* BEGIN DOCUMENT SECTION *

Canada – Operating profits of corporations totalled $72.9 billion in the second quarter, down 15.3% compared to the same quarter last year. That’s the worst year-on-year performance since the 2009 recession. Financial industries saw operating profits plummet almost 29% on a year-on-year basis in part due to Alberta’s wildfires which increased insurance claims, while operating profits of non-financial industries were down 7.6%.

Wholesale sales jumped 0.7% in June as gains for sellers of autos, building materials, personal/household goods, and machinery and equipment, more than offset declines for wholesalers of food/beverage, farm and miscellaneous items. In real terms, wholesale sales were up 0.6%, a fourth monthly increase in a row. The volume increases coupled with earlierreported gains in factory shipments should help boost June GDP.

The Survey of Employment, Payrolls and Hours (SEPH), a survey of establishments (unlike the Labour Force Survey which surveys households), showed an increase of 53K jobs in June. That’s the biggest monthly increase in two years. In the first half of the year, the SEPH averaged +13K jobs/month, matching the LFS’s paid component. Weekly earnings rose 0.4% in June although that was not sufficient in preventing the year-on-year wage growth from falling to just 0.5%.

United States – The durable goods report showed new orders jumping 4.4% in July, erasing the prior month’s 4.2% drop. Transportation orders surged 10.5% thanks to sharp increases for civilian aircrafts (+90%) while orders of autos/parts were flat. Excluding transportation, orders were up 1.5%. Total shipments of durable goods rose 0.2%, but those of nondefense capital goods ex-aircraft fell 0.4%, a third decline in a row.

Existing home sales fell 3.2% in July to a four-month low of 5.39 million units. The decrease was largely due to multi-family units (-12.3%), although singles also saw declines (-2% to 4.82 million units). The months supply of homes at current sales rate rose to 4.7 as a result of the poor sales. The median resale price declined to $244,000, but remains 5.3% higher than year-ago levels (+5.4% for singles and +4.1% for multis). Only 21% of sales were made to cash buyers (a multi-month low), while the share of distressed homes in total sales was just 5%, the lowest in years.

* END DOCUMENT SECTION *

Answer these questions from the economic summary above, one per line:
1. What did operating profits of Canadian corporations total in the second quarter?
2. By what percentage did new orders for durable goods in the United States jump in July?
3. What was the median resale price of existing homes?

* BEGIN PROVIDED MATERIAL *

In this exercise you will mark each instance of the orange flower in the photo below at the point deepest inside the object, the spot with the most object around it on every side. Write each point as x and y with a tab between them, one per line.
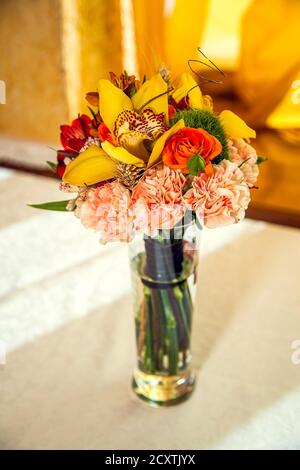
188	142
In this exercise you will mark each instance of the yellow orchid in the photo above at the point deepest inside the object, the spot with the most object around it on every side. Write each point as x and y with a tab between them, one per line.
235	127
98	164
186	85
132	122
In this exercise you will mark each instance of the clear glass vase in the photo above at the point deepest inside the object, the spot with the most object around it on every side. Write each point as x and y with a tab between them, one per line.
164	279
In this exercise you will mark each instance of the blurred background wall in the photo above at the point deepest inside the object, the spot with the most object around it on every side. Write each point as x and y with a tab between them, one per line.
54	51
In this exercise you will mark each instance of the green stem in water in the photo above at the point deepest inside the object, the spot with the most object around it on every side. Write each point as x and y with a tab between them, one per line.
171	333
149	363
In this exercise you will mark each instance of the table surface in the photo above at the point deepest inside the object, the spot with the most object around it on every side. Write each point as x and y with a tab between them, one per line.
66	323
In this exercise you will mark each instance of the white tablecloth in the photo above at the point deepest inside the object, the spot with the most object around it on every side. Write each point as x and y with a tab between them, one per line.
67	325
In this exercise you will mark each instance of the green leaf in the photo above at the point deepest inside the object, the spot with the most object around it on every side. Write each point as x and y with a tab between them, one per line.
92	113
261	159
52	206
205	119
52	165
195	164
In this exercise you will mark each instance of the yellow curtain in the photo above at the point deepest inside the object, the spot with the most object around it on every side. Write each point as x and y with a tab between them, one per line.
168	32
267	78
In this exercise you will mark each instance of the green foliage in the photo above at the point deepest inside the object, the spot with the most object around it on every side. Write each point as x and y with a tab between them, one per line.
207	120
52	206
261	159
195	164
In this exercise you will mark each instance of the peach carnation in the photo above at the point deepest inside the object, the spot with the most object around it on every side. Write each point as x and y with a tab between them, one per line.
106	210
220	198
244	155
157	201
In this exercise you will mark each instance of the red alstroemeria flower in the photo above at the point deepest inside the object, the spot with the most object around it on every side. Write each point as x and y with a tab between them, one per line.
74	136
63	158
104	133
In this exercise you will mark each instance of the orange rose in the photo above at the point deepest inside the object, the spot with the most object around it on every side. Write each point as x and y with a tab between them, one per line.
188	142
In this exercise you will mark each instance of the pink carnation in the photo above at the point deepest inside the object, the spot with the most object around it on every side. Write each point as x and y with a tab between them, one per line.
222	197
106	210
245	156
157	200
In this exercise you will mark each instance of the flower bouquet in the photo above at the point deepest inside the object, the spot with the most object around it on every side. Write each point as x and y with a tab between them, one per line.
152	165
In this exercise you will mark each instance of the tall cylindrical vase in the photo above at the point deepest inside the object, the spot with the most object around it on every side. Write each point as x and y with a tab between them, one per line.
164	280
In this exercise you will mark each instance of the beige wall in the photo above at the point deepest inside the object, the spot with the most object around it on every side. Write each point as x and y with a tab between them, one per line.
51	52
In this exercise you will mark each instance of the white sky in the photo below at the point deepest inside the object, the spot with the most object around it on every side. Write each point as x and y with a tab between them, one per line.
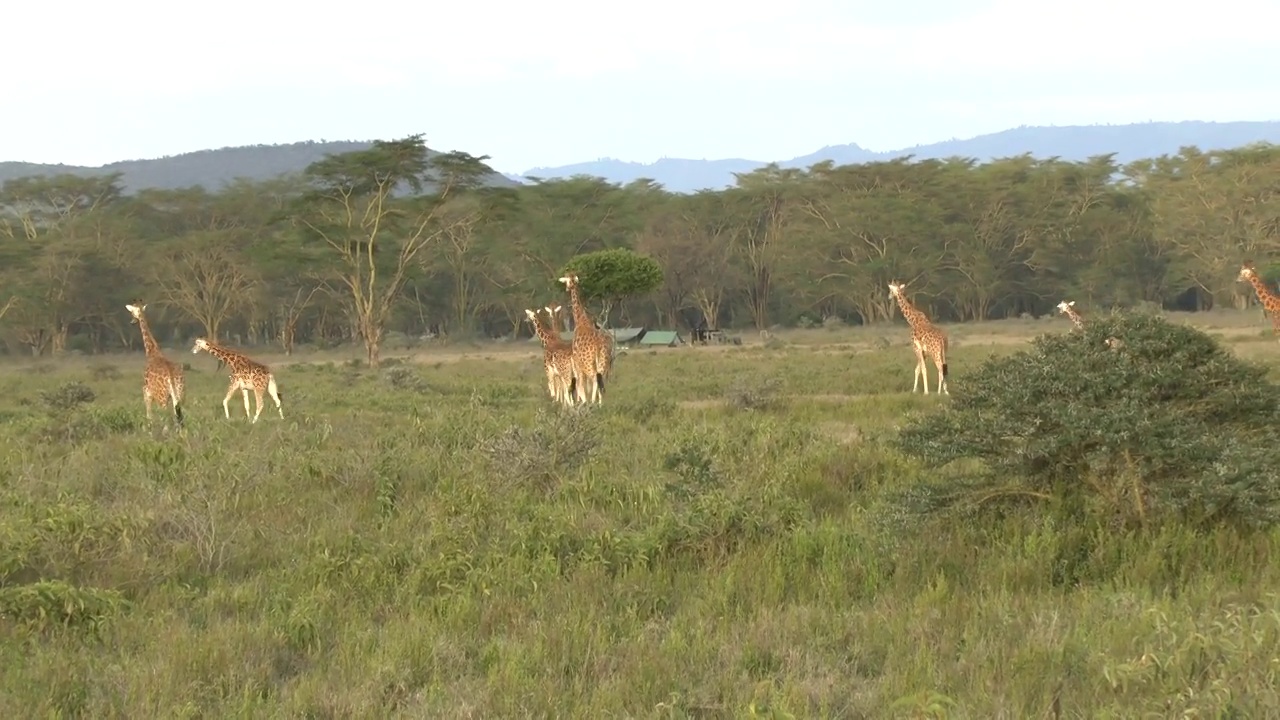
566	81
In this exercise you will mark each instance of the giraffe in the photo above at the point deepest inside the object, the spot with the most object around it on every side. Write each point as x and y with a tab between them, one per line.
563	354
246	374
557	359
593	347
926	338
163	382
1270	300
1072	313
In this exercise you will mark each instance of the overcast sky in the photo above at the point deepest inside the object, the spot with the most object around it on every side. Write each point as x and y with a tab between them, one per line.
563	81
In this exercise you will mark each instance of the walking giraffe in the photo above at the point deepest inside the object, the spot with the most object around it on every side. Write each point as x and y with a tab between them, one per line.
557	358
163	382
927	340
1270	301
593	347
246	374
1072	313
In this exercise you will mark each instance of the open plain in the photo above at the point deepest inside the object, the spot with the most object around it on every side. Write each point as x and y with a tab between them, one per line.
435	540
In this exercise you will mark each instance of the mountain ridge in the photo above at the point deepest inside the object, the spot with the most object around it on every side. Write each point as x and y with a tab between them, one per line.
1069	142
215	167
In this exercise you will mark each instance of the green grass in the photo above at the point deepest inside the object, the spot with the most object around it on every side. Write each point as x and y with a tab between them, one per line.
717	541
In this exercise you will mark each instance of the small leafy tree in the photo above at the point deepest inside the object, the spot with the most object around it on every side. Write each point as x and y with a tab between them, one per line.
609	277
1164	423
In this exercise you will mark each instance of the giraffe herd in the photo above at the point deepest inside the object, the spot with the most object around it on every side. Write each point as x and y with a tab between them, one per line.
576	370
164	384
931	342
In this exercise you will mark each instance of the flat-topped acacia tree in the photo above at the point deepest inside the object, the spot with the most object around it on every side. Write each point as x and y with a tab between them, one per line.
375	210
609	277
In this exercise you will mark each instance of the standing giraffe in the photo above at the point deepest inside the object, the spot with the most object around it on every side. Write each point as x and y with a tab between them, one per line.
926	338
593	347
1270	300
1070	311
163	382
246	374
563	356
557	359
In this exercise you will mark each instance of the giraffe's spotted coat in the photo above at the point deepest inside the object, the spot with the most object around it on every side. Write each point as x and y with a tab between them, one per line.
163	382
926	338
247	374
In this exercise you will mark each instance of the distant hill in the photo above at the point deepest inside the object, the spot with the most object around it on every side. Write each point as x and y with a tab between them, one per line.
1070	142
210	168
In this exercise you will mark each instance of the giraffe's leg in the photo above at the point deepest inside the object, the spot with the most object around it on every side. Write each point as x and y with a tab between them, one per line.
227	400
919	370
579	379
275	395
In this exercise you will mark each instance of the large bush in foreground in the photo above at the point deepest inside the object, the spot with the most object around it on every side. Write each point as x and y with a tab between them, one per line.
1164	422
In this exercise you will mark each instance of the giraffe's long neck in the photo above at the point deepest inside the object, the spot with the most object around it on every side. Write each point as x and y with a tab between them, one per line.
149	342
227	356
1265	295
914	317
581	319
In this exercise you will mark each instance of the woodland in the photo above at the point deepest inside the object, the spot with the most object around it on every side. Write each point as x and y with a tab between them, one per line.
400	240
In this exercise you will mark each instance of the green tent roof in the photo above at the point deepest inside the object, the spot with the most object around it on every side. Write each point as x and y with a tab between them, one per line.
662	337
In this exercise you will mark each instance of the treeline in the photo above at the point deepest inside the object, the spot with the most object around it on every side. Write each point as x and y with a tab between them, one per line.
393	238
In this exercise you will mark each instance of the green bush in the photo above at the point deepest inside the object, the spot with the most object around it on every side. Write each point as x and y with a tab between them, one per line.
1164	423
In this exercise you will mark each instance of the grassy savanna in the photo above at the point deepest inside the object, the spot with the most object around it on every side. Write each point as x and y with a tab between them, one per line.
718	540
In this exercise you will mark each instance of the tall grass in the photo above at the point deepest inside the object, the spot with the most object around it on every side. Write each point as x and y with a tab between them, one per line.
716	541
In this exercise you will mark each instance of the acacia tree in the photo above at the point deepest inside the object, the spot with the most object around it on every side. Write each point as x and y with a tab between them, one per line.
357	206
611	277
54	228
208	281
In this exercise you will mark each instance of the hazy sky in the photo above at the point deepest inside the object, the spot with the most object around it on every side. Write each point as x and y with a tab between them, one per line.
563	81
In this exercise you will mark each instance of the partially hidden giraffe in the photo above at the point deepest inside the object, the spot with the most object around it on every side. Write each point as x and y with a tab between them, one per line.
1270	300
1072	313
927	340
593	347
163	382
560	373
247	374
563	352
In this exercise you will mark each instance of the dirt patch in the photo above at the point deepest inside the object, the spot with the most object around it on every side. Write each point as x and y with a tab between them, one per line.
844	433
703	404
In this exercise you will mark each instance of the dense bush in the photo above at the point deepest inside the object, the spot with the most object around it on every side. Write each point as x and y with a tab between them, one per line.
1165	422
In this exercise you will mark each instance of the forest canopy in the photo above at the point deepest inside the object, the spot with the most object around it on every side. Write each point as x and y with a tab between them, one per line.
396	238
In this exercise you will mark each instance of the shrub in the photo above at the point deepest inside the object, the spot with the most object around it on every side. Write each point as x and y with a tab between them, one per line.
556	445
1165	422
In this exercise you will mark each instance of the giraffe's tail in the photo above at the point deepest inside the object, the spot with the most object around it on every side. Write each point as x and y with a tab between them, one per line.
177	401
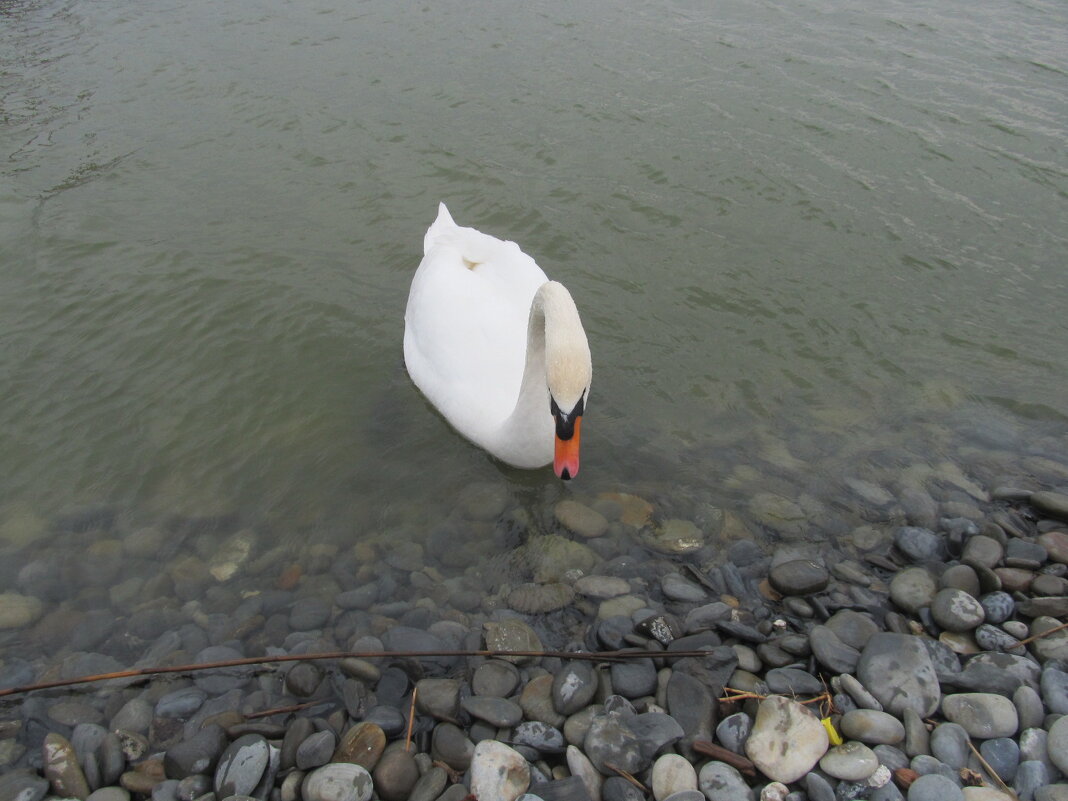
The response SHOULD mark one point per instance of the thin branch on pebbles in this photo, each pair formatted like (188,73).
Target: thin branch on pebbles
(993,773)
(629,776)
(600,656)
(1040,634)
(282,710)
(718,752)
(411,719)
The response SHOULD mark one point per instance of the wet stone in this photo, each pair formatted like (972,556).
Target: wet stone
(982,715)
(315,750)
(799,577)
(241,766)
(574,687)
(495,677)
(948,743)
(872,726)
(336,782)
(733,732)
(786,740)
(919,545)
(851,762)
(500,712)
(935,787)
(955,610)
(913,589)
(395,775)
(539,736)
(61,768)
(898,671)
(721,782)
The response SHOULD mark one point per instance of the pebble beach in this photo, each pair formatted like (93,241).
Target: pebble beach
(898,640)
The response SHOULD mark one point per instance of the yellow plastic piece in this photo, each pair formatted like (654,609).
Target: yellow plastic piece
(832,733)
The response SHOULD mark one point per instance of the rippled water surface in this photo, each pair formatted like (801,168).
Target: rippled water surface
(796,231)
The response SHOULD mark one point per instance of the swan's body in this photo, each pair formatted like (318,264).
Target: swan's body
(497,347)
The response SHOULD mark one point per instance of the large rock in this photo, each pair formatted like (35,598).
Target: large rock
(787,739)
(898,671)
(498,772)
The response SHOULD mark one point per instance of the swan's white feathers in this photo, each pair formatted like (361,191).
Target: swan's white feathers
(466,341)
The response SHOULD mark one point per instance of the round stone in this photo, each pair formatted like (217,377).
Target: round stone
(935,787)
(1057,743)
(580,519)
(955,610)
(799,577)
(721,782)
(851,762)
(982,715)
(338,782)
(498,772)
(917,544)
(913,589)
(786,740)
(872,726)
(495,677)
(671,774)
(395,775)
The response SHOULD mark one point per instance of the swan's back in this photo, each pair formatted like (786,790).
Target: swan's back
(466,324)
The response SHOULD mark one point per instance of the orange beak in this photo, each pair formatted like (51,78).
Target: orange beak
(565,462)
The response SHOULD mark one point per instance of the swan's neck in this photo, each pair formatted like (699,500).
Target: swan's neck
(553,335)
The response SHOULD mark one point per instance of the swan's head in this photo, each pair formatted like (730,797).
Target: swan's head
(568,373)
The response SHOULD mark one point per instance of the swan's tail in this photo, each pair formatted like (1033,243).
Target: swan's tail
(441,225)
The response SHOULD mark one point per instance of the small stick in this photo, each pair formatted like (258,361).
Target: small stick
(282,709)
(628,776)
(991,771)
(718,752)
(411,720)
(1043,633)
(139,672)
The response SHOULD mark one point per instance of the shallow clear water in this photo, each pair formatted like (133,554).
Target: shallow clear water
(795,232)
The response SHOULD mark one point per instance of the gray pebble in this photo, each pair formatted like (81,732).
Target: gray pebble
(935,787)
(872,726)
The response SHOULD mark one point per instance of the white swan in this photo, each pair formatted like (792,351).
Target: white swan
(498,348)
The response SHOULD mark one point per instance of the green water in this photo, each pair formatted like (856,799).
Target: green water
(782,223)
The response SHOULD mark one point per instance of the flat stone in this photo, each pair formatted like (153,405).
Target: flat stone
(1054,504)
(913,589)
(362,744)
(61,768)
(831,652)
(498,772)
(850,762)
(786,740)
(721,782)
(935,787)
(1057,743)
(948,743)
(672,774)
(872,726)
(450,744)
(338,782)
(610,741)
(799,577)
(500,712)
(955,610)
(1055,544)
(898,671)
(495,677)
(574,687)
(395,775)
(919,545)
(982,715)
(580,519)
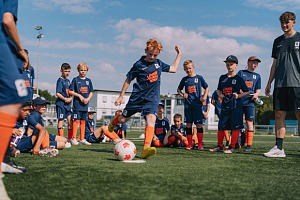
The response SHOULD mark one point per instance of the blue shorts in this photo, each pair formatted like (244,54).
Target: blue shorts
(25,145)
(92,138)
(249,113)
(62,113)
(52,137)
(161,137)
(145,110)
(193,115)
(231,120)
(12,86)
(79,115)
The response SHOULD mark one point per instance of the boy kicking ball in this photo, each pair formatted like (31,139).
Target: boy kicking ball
(146,91)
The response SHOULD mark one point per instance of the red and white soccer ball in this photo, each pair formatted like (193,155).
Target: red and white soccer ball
(125,150)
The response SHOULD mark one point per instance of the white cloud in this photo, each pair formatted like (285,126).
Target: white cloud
(258,33)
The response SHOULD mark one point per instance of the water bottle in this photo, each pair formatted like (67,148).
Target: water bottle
(259,101)
(16,139)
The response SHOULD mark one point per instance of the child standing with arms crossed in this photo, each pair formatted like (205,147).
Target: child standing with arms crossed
(146,91)
(229,90)
(82,90)
(193,103)
(63,101)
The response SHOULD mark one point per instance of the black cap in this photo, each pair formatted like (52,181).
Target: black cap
(253,58)
(161,104)
(40,101)
(232,58)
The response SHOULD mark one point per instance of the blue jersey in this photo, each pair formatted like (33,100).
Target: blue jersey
(229,85)
(89,127)
(119,128)
(34,119)
(218,103)
(161,128)
(62,87)
(178,130)
(83,87)
(205,104)
(146,90)
(253,82)
(193,87)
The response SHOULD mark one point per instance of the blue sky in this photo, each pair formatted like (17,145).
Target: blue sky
(110,36)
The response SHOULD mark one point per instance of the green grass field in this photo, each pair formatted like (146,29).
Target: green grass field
(92,172)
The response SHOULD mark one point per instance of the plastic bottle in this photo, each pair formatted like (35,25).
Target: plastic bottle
(16,139)
(259,101)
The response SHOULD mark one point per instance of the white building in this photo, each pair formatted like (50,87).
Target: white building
(103,101)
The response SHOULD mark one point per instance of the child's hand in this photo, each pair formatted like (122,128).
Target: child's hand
(236,96)
(202,99)
(81,98)
(177,49)
(118,101)
(16,132)
(85,101)
(68,100)
(205,115)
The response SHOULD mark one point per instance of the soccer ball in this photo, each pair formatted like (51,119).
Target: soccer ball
(125,150)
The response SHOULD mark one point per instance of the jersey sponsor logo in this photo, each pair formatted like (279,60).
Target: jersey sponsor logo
(159,130)
(191,89)
(297,44)
(227,91)
(225,79)
(249,84)
(25,123)
(27,83)
(21,89)
(84,90)
(153,77)
(68,91)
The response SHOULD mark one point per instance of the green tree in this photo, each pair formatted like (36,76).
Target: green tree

* END PROVIDED MATERIAL *

◆ TASK OUTPUT
1. $72.9 billion
2. 4.4%
3. $244,000